Remember, our fixed note on the keyboard is an arbitrary "C" at 100
Hz. At this time, I physically play the pattern on the keyboard
which represents a C Major. I will later show a different transition
which does not rely on chords which include the reference frequency.
The C Major is represented as 1/1-5/4-3/2 or as in Hz 100-125-150.
There is, of course, much more information here that the software
must recognize before it produces the final tonal combination. The
software must recognize the ratios within the ratios or the ratios
between points in this chord. Here is a list.

1/1 base (100)
-d (distance) to 5/4= +5/4 (plus 25)
-d to 3/2= +3/2 (plus 50)

5/4 base (125 as compared to 1/1)
-d to 1/1= -5/4 (minus 25)
-d to 3/2= +6/5 (plus 25)

3/2 base (150 as compared to 1/1)
-d to 1/1= -3/2 (minus 50)
-d to 5/4= -6/5 (minus 25)

This is a standard example of chord data involving all of the
possible relations between the individual tones of a chord to each
other. Even when this chord is written, all of the ratios are wired
to the reference. The reference here is the one in which we base our
whole tuning archive from. If this chord were a specific distance
from the reference, the software would calculate each tone's distance
from the global reference and construct a chordal relationship with
the tonal relations of that chord. I will get into this later.
First, lets make the transition from C Major to C# Major since it
will offer a very good contrast between an erroneous result and a
valid result. First I will show what a false C# Major would look
like using the ratios based off of 100 Hz (arbitrary C).

INCORRECT PHYSICAL INPUT (TRUNCATED FOR CONVENIENCE)
False C#
16/15 4/3 8/5
106 2/3 133 1/3 160

After the software analyzes that the frequencies of 106 2/3 and 133
1/3 are correct. The false fifth is 40 Hz narrow. The software moves
the new fifth up to 200 Hz. The final signal is then sent for
transmission.

I will submit further information in the future involving single
note progressions. You may, though, be wondering how the software
would decide whether the C# is itself or one of its inversions since
any could be just as likely. The software will be able to solve this
problem since it makes all of its calculations based on an arbitrary
reference such as C (physical key on the keyboard) represents 100
Hz. All corresponding ratios of inputs will be based off of this.
The software will be able to see that (in this case) I am playing
ratios of 16/15, 4/3, and 8/5 in relation to 100 Hz. It will have
tables of all of the possible combinations of three notes in a given
scale system. This will allow it to narrow down possibilities. Each
chord has a distinct identity. Since there are only a limited number
of possible chord identities within a specific scale, the software
will be able to narrow down the possibilities using its bank of
relations between notes in a chord. Since 106 2/3-133 1/3-160 is not
a correct chord in the software's lists, it begins to narrow down
posssibilities. Firstly, it will see that 106 2/3 to 133 1/3 is
a "major third" distance. There is only a distinct amount of
possibilities left for the last false note within this specific scale
system. I will have to do additional work on this, but I believe
that by using its table of scalar relations and by already attaining
half of the chord's information, it will be able to realize that 200
is the relation implied instead of 160. In order to do this, 200
must be the likeliest choice out of all of the other possibilities.

* _Stored data_
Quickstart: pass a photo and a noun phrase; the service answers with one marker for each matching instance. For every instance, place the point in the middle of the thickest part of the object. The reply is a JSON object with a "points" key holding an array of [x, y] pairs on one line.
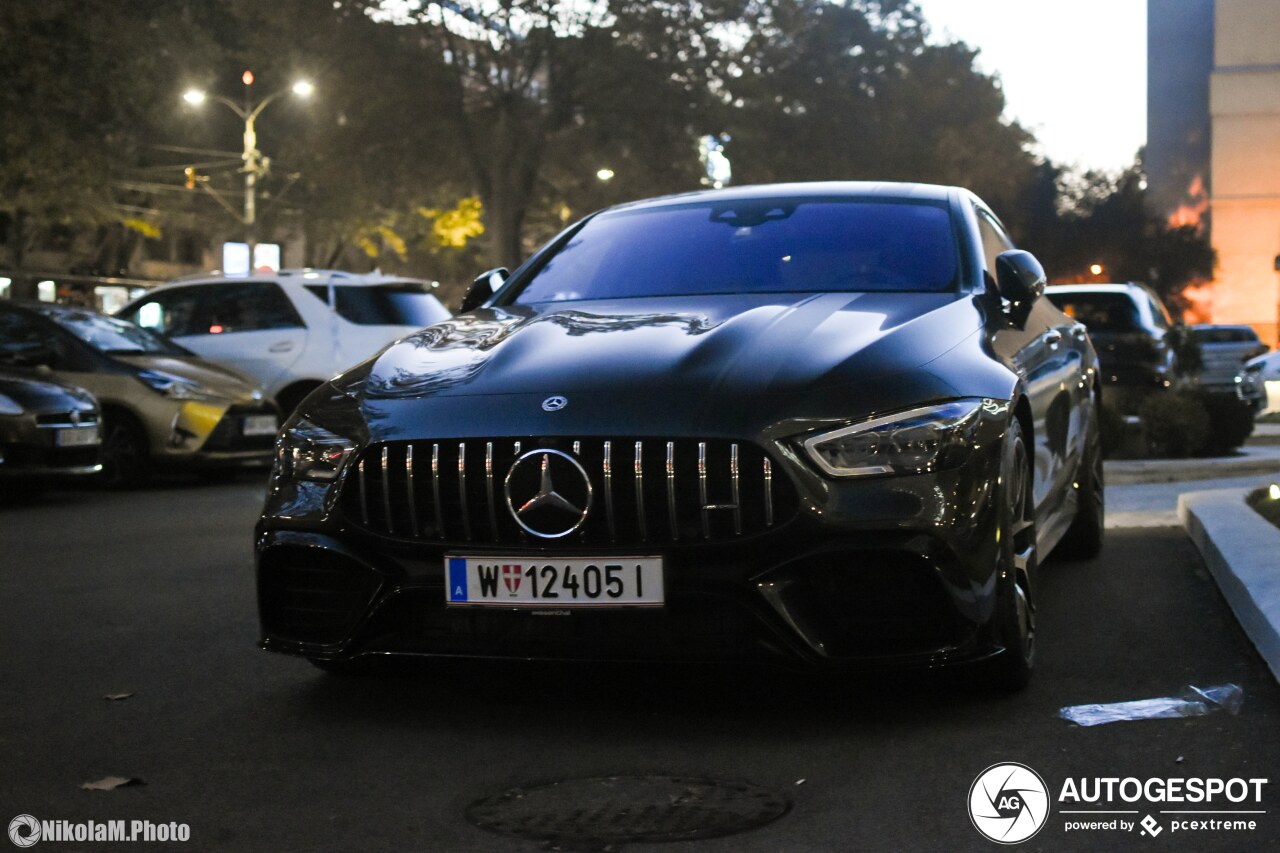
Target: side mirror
{"points": [[1022, 281], [484, 286]]}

* _The problem_
From the passage on tuning chords by ratio above, extract the part that runs from "The C Major" to "-5/4 (minus 25)", keeping every word as it appears.

* _Result of the exercise_
The C Major is represented as 1/1-5/4-3/2 or as in Hz 100-125-150.
There is, of course, much more information here that the software
must recognize before it produces the final tonal combination. The
software must recognize the ratios within the ratios or the ratios
between points in this chord. Here is a list.

1/1 base (100)
-d (distance) to 5/4= +5/4 (plus 25)
-d to 3/2= +3/2 (plus 50)

5/4 base (125 as compared to 1/1)
-d to 1/1= -5/4 (minus 25)